• EXERCISE: Copy every one of the rows below word for word, with no changes.
## Start DATA FOR PROCESSING
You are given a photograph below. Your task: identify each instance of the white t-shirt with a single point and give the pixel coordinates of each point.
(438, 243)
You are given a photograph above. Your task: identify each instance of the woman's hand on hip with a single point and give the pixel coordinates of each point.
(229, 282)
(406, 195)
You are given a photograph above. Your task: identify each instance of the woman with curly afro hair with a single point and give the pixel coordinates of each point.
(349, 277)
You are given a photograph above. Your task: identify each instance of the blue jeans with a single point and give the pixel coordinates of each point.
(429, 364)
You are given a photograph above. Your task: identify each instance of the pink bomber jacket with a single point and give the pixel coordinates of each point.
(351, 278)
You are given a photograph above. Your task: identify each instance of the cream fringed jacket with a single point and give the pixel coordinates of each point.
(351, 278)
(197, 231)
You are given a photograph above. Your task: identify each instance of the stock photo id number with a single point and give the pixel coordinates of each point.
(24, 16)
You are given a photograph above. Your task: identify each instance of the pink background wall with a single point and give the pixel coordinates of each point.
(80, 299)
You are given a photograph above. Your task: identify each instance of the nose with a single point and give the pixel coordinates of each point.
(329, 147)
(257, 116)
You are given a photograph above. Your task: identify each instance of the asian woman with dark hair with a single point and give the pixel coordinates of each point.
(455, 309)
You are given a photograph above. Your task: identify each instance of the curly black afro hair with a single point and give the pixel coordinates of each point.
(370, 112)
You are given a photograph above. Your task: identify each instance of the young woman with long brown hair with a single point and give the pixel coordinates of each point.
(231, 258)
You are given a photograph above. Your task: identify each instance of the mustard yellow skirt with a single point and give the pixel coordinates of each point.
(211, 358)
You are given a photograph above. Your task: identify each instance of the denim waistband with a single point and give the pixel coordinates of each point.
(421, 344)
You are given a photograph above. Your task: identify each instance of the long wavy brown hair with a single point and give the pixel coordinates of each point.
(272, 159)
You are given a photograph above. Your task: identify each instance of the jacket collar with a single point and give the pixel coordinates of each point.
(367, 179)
## End DATA FOR PROCESSING
• RESPONSE BELOW:
You are given a photograph below. Your task: identify each instance of the white t-shirt with a single point and give the pixel coordinates of each point.
(438, 243)
You are given a photograph above. Your task: identify each instance of the woman's hand on hip with a single point and give the pixel coordinates of each point.
(229, 282)
(406, 195)
You are given a photograph above. Your task: identify each instance of the woman with curly afro hair with a single point and give the pixel coordinates of each point.
(349, 277)
You are given a photograph above. Your task: identify each instance of the blue jeans with a single point and give the pixel coordinates of each point.
(429, 364)
You are given a photograph above. Your task: identify each instance of the pink bomber jacket with a single point and give the pixel coordinates of each point.
(351, 278)
You are given a photograph above. Your task: identify each instance of the cream fringed jacket with a single point and give the pixel coordinates of each point.
(351, 278)
(197, 231)
You are given a photograph above. Your task: identify each instance of the stock photo id number with a single point and give the pixel coordinates of each point.
(24, 16)
You are given a photograph above. Your task: identify each instance of the pink background wall with a single point and give the pixel coordinates of each point.
(80, 299)
You are given a photograph above. Your task: identify each instance of the nose with a single point and give the pixel coordinates of each point.
(329, 147)
(257, 116)
You are given a photograph above. Your task: identify each instance of the asian woman with dark hair with a single point and give the pixel coordinates of each point.
(455, 309)
You are given a photograph above. Your task: identify each instance of the curly black afro hair with a single point and give the pixel coordinates of each point.
(370, 112)
You are given a photograph above. Your task: identify each instance of the young woman with long brown hair with a single point and give the pixel coordinates of each point.
(231, 258)
You are given a photograph above. Your task: identify each instance of the mustard yellow skirt with a single point and give the pixel coordinates of each point.
(211, 358)
You are given a photograph above. Your task: identify each instance of the denim waistband with a single point and give the pixel coordinates of each point.
(421, 344)
You are given a photograph above. Your task: identify each instance of the long wavy brown hair with a single point and give the pixel coordinates of each point.
(272, 159)
You are given a photograph above. Your task: identify each instance of the jacket collar with a single point and give the pixel coordinates of each point.
(367, 179)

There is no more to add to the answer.